- _YOUR OBJECTIVE_
Convert every line of all the rows below into a Markdown table with the columns No. and Entry, numbering the lines in order and omitting blank lines. Keep the pictures out of the table.

Stored records
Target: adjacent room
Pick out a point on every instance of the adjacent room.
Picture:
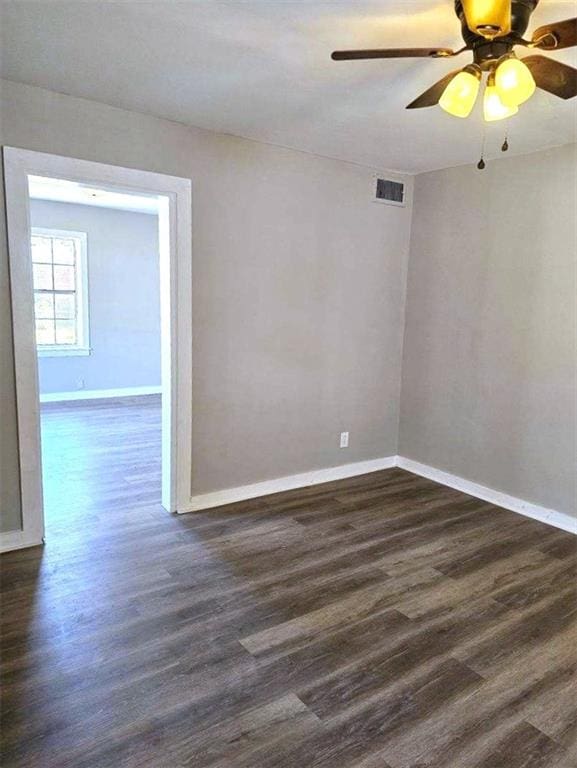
(288, 384)
(96, 279)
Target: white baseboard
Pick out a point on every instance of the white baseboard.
(98, 394)
(12, 540)
(543, 514)
(244, 492)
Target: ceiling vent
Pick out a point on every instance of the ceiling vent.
(388, 191)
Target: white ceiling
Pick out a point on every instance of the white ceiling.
(261, 69)
(63, 191)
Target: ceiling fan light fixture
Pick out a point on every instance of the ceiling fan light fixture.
(493, 107)
(514, 81)
(459, 96)
(489, 18)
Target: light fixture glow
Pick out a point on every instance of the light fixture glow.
(493, 107)
(459, 96)
(489, 18)
(514, 82)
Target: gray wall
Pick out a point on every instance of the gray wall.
(489, 369)
(298, 292)
(124, 299)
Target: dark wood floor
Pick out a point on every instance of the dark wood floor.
(378, 622)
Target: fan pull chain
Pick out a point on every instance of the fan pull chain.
(481, 165)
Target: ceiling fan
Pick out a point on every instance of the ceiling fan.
(491, 29)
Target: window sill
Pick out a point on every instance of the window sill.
(63, 352)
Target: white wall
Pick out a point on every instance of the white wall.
(124, 299)
(490, 354)
(298, 292)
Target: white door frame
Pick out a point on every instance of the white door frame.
(175, 230)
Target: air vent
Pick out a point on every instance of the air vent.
(388, 191)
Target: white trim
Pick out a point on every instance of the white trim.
(543, 514)
(175, 224)
(244, 492)
(98, 394)
(63, 351)
(18, 540)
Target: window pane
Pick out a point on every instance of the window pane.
(65, 306)
(64, 250)
(43, 306)
(44, 332)
(63, 278)
(41, 250)
(42, 276)
(65, 332)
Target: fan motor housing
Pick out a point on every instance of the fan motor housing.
(486, 50)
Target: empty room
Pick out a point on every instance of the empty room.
(288, 384)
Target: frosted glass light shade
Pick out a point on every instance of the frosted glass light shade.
(459, 96)
(514, 82)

- _RESULT FOR THIS EXERCISE_
| No. | Entry |
|---|---|
| 1 | Target: adjacent room |
| 2 | Pick out a point on every instance of the adjacent room. |
| 3 | Picture: |
| 4 | (288, 384) |
| 5 | (96, 279) |
| 6 | Target: white baseboard |
| 7 | Pick out a point on every instance of the white baseboard. |
| 8 | (98, 394) |
| 9 | (12, 540) |
| 10 | (543, 514) |
| 11 | (244, 492) |
| 12 | Target: ceiling vent |
| 13 | Pick out a point on every instance of the ceiling vent. |
| 14 | (388, 191) |
| 15 | Target: white ceiling |
| 16 | Pick out a point on every instance of the white ceiling. |
| 17 | (261, 69) |
| 18 | (63, 191) |
| 19 | Target: ceiling fan light fixture |
| 20 | Pick out a point on every instance of the ceiling fan light fixture. |
| 21 | (493, 107) |
| 22 | (514, 81) |
| 23 | (459, 96) |
| 24 | (489, 18) |
| 25 | Target: light fixture glow |
| 26 | Pick out a point on every instance of the light fixture glow. |
| 27 | (493, 107) |
| 28 | (459, 96) |
| 29 | (489, 18) |
| 30 | (514, 82) |
| 31 | Target: gray wall |
| 32 | Pick out a point on every instance of the gray wall. |
| 33 | (489, 369) |
| 34 | (298, 292) |
| 35 | (124, 299) |
| 36 | Target: dark wood floor |
| 37 | Pick out a point on every instance of the dark wood floor. |
| 38 | (378, 622) |
| 39 | Target: fan pull chain |
| 40 | Pick out a point on every instance of the fan pull chain. |
| 41 | (481, 165) |
| 42 | Target: ceiling fan |
| 43 | Pick out a point on every instance of the ceiling fan. |
| 44 | (491, 29) |
| 45 | Target: window sill |
| 46 | Pick out a point on every instance of the window sill. |
| 47 | (63, 352) |
| 48 | Target: white wall |
| 49 | Pick out a point on every instance of the white wall. |
| 50 | (124, 299) |
| 51 | (490, 354) |
| 52 | (298, 292) |
| 53 | Target: white door frame |
| 54 | Pick out a point on every instance of the white door frame. |
| 55 | (175, 230) |
| 56 | Target: air vent |
| 57 | Pick out a point on every instance of the air vent. |
| 58 | (388, 191) |
| 59 | Target: white trim |
| 60 | Pick out a point on every instance of the white trim. |
| 61 | (543, 514) |
| 62 | (175, 224) |
| 63 | (244, 492) |
| 64 | (98, 394) |
| 65 | (63, 351) |
| 66 | (18, 540) |
| 67 | Target: window pane |
| 68 | Pick out a point on every instance of the window pane. |
| 69 | (65, 306) |
| 70 | (64, 250) |
| 71 | (43, 306) |
| 72 | (44, 332) |
| 73 | (63, 278) |
| 74 | (41, 250) |
| 75 | (42, 276) |
| 76 | (65, 332) |
| 77 | Target: fan motor housing |
| 78 | Pick out a point on every instance of the fan motor housing. |
| 79 | (486, 50) |
| 80 | Target: empty room |
| 81 | Pick out a point on every instance of the empty room. |
| 82 | (288, 384) |
| 83 | Target: frosted glass light shade |
| 84 | Pick out a point on every instance of the frosted glass light shade. |
| 85 | (459, 96) |
| 86 | (514, 82) |